**Page text**.
· · · · ·

Wild Things

Great Moments in Ferret History: Rudy Giuliani’s Unhinged Rant

This is his moment.

Photo by Justin Sullivan/Getty Images. 

In June 1999, prompted by the Giuliani administration, the New York City Board of Health voted to include ferrets on its comically elaborate list of banned creatures, where they joined polar bears, venomous centipedes, zebras, and “all non-human primates.” New York City had already disallowed ferrets in 1959, and Giuliani’s administration had fought off legal challenges to that ban, but that evidently wasn’t enough. These weasels pose a special danger to children, the city reasoned, saying their attacks on infants and other people were “notorious for their severity and capriciousness.”

About a month later, a caller phoned in to Mayor Giuliani’s radio show on behalf of a pro-ferret organization that sought to legalize keeping the critters as pets. Giuliani hung up on the man, but that didn’t stop him from launching into an unhinged, now-famous tirade, decrying the man’s “excessive concern with little weasels” with characteristic deafness to irony. In 2007, Rob Donnelly charmingly animated the screed for Slate, and its glory has not faded:

Of course, if anyone had an excessive fixation on ferrets at the time, it was Rudy Giuliani, who compared keeping them to owning a lion or tiger. When the New York City Council voted to legalize their ownership in the city in 2001, Giuliani immediately vetoed the new rule, berating the council and warning that ferrets are “naturally inclined to do harm.” Mayor Michael Bloomberg’s administration was not moved to revisit the issue, defending the Giuliani ban successfully in court.

But now, a brighter day may be in store for the ferret in New York City. Mayor Bill de Blasio, noted for his promises to liberate New York horses from the Central Park carriage business, appears to be contemplating a policy shift on the creatures. The New York Times obtained an internal memo that recommended rescinding the ban, pointing out that there is little evidence ferrets are more vicious or dangerous than cats or dogs. The memo is optimistic about the administration’s chances at a repeal.

New York City is among the last holdouts in the country with a persistent aversion to ferrets—only California, Hawaii, and Washington, D.C. have similarly restrictive rules. It’s perfectly legal to keep ferrets in New York state, for example, minutes north of the city limits. So why the weasel worry? For one thing, the city considers ferrets wild animals, which is a fairly anomalous stance since most researchers agree that they have been domesticated for 2,000 years or more. Although the full timeline isn’t clear, one 2012 study in PLOS ONE noted that they were descended from the European polecat and likely first trained to assist with hunting and vermin control. Keeping the animals as house pets is a more recent phenomenon in the United States, where ferrets likely arrived in the 19th century, but now, according to the American Veterinary Medical Association, there are about 748,000 ferrets living in American homes.

· · · · ·

**Excerpted records**.
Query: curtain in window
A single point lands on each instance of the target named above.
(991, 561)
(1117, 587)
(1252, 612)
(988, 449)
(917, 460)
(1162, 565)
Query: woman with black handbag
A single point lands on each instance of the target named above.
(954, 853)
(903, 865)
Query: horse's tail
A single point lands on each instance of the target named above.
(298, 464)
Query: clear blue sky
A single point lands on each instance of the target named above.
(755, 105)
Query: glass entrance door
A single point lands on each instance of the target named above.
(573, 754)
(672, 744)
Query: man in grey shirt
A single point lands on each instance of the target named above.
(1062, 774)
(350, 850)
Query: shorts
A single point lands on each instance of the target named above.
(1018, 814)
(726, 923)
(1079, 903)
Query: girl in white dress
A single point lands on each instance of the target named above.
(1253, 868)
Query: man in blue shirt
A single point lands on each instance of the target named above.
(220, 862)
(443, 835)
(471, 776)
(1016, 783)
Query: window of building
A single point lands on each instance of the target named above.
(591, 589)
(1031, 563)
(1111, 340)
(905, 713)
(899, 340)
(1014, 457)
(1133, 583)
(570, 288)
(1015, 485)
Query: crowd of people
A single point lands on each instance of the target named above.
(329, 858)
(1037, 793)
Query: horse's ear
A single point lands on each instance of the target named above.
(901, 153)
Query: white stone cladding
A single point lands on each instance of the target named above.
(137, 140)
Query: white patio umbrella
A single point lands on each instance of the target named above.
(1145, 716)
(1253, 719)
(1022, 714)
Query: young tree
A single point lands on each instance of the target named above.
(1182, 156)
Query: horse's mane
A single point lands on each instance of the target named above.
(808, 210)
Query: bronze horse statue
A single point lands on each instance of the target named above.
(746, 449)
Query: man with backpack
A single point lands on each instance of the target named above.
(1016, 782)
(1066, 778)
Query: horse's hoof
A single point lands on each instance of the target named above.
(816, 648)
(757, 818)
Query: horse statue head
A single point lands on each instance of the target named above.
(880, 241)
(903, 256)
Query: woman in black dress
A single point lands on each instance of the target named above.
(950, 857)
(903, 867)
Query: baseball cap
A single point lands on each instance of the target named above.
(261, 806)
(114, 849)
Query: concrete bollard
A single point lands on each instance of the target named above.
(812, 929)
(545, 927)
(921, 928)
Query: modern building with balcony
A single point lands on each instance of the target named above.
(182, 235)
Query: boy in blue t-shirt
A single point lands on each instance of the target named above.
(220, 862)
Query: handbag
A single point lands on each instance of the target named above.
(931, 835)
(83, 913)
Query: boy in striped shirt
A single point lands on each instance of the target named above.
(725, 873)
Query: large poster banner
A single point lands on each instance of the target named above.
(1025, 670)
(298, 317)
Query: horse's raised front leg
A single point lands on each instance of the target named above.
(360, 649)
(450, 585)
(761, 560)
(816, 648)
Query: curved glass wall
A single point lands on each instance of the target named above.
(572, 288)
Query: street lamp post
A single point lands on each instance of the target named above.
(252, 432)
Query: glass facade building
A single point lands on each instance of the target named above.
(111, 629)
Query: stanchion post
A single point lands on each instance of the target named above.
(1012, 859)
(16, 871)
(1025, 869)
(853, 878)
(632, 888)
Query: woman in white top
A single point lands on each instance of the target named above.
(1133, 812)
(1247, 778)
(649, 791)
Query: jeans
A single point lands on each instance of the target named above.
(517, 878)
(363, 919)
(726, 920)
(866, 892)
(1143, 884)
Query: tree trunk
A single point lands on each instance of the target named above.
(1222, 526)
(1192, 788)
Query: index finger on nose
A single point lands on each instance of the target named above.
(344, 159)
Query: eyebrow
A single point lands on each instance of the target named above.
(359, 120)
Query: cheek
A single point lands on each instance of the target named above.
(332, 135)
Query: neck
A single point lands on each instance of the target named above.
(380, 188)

· · · · ·

**Task list**.
a: List the creatures that, according to the ferret history article, ferrets joined on New York City's banned list in June 1999.
b: Carry on the ferret history article from its final sentence.

**Answers given**.
a:
- polar bears
- venomous centipedes
- zebras
- all non-human primates

b:
In the past, some ferret opponents have raised the specter of rabies, but the Centers for Disease Control and Prevention offers identical guidelines for cats, dogs, and ferrets, and vaccinations have been approved. There’s also the persistent belief that ferrets are dangerous to human babies; De Blasio’s internal memo ominously notes that “there may be injuries, especially to infants.” One widely cited ’80s report in the journal Pediatrics suggests that human babies may remind ferrets of suckling rabbits, and there are certainly some ghastly tales out there. But, again, the CDC calls for caution and supervision for all contact between any animal species and children younger than five, advice echoed by others, and I found no recent literature to suggest ferrets are more of a danger to children than cats or dogs.

Perhaps the anxiety in New York is more cultural. The AVMA still considers ferrets a “specialty or exotic” pet. Ferrets have a reputation for being especially unpredictable and wily, contrary to the image of highly trainable creatures most owners have worked to project. If rats can colonize corners of the city at will, what might ferrets do? Even the sympathetic Times report on De Blasio’s plans traded on the animals’ roguish reputation, referring to them as “mercurial,” “sharp-toothed,” and “musky.” Maybe we need look no further than the immutable cultural barometer that is the Mountain Dew commercial, one of which, in 2007, linked ferrets with grizzly bears and Leatherface:

Maybe the arrival of ferrets to the cramped apartments of the United States’ biggest city will help them shed that lingering suspicion once and for all, vaulting them to the rarefied place of cats and dogs at our sides. At the very least, they’ve earned a trend story. Giuliani himself piped up about the news, offering an unlikely shrug at the new mayor’s plan, saying it makes sense if promoted by “the right scientific backup.” Even capricious little weasels deserve vindication.